··· TEXT EXCERPT ···

The last days of America

Hannity and Drudge Cite WikiLeaks to Claim Clinton Campaign Worships Satan, says the article that popped up on my browser from The Daily Beast a few minutes ago. These people are batshit crazy, as Senator Lindsay Graham (R. SC) pointed out months ago. And it is not just Steve Bannon and Alex Jones, the skillful impresarios of the alt-right who have been pitching this stuff for years, who have now elevated conspiracy theory to the inner sanctum of the Republican campaign. Batshit crazy has gone mainstream.

A few days ago, Congressman Trent Franks (R. AZ) made the rounds of the cable news stations. A proud member of the right wing House Freedom Caucus, Franks went on — as members of his caucus are wont to do — about the dangers to the future of the Republic as we know it should Hillary Clinton win the White House. This will be the last election in America… The Constitution will be destroyed… Hillary Clinton wants to yank babies out of the womb and kill them the day before they are due… The Second Amendment will be repealed… Liberty is at stake… and on and on.

While Franks gave all the indications of being a man who believed every word he was saying, I had no idea what he was talking about, or how they come up with this stuff. This was not Sean Hannity, a cable news huckster who needs to find new line of chatter to keep his ratings up and his advertisers happy, this was a prominent member of the House of Representatives, who evidently lives his life so buried in his right wing cocoon that he believes the nonsense he and the members of his caucus put out there to keep their constituents riled up.

··· RECORDS PROVIDED ···

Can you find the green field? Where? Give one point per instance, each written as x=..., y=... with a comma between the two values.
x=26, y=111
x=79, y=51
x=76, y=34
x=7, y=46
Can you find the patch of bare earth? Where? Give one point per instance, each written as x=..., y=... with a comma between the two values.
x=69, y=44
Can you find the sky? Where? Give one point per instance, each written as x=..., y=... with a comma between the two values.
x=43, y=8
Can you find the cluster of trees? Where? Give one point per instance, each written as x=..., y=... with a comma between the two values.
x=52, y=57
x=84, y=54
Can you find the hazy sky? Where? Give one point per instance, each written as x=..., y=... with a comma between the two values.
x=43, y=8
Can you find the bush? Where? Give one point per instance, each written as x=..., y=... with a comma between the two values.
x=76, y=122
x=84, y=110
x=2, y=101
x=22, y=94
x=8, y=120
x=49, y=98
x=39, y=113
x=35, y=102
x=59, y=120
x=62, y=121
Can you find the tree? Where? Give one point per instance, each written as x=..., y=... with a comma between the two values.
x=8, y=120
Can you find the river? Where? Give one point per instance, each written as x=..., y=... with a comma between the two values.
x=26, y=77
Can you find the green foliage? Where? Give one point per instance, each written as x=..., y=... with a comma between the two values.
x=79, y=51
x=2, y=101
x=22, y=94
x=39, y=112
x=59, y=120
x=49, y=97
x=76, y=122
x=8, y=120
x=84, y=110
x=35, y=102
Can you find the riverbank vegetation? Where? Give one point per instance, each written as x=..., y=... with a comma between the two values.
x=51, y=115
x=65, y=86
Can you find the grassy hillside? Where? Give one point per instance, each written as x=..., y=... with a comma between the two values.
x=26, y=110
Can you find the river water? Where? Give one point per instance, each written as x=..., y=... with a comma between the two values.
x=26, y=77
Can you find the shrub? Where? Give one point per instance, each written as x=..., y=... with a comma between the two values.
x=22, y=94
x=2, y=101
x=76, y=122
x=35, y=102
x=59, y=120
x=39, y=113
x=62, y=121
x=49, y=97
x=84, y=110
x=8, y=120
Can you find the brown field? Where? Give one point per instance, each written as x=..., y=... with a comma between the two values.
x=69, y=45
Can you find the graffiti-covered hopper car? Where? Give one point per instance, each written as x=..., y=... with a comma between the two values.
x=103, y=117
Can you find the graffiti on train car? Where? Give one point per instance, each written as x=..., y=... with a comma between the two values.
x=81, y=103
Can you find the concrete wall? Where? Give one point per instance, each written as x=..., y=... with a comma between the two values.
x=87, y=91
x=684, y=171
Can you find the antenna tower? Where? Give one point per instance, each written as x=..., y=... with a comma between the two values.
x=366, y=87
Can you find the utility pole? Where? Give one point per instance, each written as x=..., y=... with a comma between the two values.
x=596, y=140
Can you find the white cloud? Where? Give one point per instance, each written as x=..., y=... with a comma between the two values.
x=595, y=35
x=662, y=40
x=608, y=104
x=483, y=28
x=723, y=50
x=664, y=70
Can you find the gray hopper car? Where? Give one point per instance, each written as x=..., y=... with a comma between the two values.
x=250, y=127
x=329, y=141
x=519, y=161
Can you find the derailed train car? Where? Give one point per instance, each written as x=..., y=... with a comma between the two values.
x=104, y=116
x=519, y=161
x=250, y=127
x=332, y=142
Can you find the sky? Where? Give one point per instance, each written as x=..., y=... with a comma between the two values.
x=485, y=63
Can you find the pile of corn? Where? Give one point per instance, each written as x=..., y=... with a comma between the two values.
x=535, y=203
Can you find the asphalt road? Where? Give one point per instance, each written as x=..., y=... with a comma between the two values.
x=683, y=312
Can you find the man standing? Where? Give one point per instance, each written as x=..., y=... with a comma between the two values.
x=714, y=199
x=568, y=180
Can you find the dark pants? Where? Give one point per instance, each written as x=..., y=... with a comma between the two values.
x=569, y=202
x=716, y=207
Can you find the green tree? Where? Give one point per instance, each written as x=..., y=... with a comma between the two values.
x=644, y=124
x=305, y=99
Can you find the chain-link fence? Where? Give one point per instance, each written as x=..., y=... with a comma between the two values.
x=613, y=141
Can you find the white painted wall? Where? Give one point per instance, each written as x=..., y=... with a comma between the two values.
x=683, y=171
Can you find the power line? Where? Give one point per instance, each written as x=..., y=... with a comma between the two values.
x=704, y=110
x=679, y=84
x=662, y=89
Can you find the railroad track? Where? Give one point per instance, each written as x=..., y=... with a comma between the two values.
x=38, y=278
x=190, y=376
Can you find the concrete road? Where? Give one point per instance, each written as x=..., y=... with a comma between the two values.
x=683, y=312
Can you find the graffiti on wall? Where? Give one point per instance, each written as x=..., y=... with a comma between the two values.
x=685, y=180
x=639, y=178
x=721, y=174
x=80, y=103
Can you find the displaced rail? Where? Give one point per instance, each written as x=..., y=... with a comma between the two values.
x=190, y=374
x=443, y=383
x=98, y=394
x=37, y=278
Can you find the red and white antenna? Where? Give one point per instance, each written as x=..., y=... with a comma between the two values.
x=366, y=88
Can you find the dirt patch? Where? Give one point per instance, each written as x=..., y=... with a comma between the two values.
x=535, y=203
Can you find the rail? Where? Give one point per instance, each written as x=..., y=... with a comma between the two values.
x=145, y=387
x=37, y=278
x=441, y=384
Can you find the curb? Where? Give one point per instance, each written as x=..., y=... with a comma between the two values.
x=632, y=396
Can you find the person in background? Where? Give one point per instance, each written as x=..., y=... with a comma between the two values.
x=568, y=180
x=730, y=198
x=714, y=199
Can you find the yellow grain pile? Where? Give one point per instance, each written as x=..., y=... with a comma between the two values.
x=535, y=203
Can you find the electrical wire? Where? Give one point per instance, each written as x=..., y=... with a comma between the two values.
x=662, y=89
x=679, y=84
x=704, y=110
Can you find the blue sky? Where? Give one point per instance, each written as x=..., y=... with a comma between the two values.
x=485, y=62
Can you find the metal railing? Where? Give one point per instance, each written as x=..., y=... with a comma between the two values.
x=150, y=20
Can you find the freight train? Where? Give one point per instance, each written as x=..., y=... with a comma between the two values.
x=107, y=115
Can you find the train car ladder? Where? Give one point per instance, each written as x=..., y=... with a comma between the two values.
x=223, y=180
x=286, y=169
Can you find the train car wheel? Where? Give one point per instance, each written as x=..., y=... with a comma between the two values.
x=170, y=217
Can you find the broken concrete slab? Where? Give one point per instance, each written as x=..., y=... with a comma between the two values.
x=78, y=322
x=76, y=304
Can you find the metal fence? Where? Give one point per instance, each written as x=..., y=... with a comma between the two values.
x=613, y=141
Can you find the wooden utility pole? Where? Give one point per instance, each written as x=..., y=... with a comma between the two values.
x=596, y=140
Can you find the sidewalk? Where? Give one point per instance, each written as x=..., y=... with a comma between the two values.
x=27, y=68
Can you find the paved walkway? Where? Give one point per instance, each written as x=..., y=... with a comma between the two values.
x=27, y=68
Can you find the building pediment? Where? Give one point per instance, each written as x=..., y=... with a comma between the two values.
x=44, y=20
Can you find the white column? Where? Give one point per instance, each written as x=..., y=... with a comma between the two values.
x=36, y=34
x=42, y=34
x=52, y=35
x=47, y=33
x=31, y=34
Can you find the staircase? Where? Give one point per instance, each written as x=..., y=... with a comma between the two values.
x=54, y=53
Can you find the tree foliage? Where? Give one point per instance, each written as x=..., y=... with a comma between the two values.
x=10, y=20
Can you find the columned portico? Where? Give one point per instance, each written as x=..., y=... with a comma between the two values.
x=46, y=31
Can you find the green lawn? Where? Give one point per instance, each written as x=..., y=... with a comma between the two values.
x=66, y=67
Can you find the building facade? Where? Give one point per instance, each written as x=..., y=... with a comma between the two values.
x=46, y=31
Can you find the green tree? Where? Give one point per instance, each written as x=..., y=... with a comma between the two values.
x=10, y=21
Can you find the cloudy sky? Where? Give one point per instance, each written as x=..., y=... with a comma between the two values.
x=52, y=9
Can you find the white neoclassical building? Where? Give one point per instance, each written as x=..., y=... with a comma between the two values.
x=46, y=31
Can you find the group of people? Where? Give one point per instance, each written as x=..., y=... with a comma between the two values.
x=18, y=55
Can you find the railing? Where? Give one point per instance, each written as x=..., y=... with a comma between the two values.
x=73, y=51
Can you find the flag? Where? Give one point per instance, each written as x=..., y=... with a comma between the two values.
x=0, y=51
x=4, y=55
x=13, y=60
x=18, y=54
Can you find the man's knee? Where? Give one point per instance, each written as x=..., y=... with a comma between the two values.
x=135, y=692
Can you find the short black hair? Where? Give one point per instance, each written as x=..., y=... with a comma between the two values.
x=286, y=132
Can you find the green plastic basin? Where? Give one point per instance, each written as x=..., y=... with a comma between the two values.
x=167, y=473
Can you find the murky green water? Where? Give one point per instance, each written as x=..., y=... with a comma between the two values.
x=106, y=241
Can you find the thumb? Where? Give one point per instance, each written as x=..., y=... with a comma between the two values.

···

## JOB
Continue the commentary on the last days of America, starting after its final sentence.

## EXERCISE RESULT
There is little new in Franks’ political version of end times rhetoric. Twenty years ago, during the 1996 presidential primary season, Senator Phil Gramm (R. TX) predicted a similar demise of the nation should he not succeed in his presidential bid: If we do not win, within ten years, America as we know it will cease to exist. The difference in the wake of the rise of Donald Trump is that however extreme Franks’ rhetoric might seem to be, he is being flanked to his right by the Republican nominee for President and his inner circle. As hard as it is to imagine, the conservative movement in America is now at risk of being coopted by alt-right operatives who have little or no concern for the future of the country, but only for their own, bizarre extremist agenda.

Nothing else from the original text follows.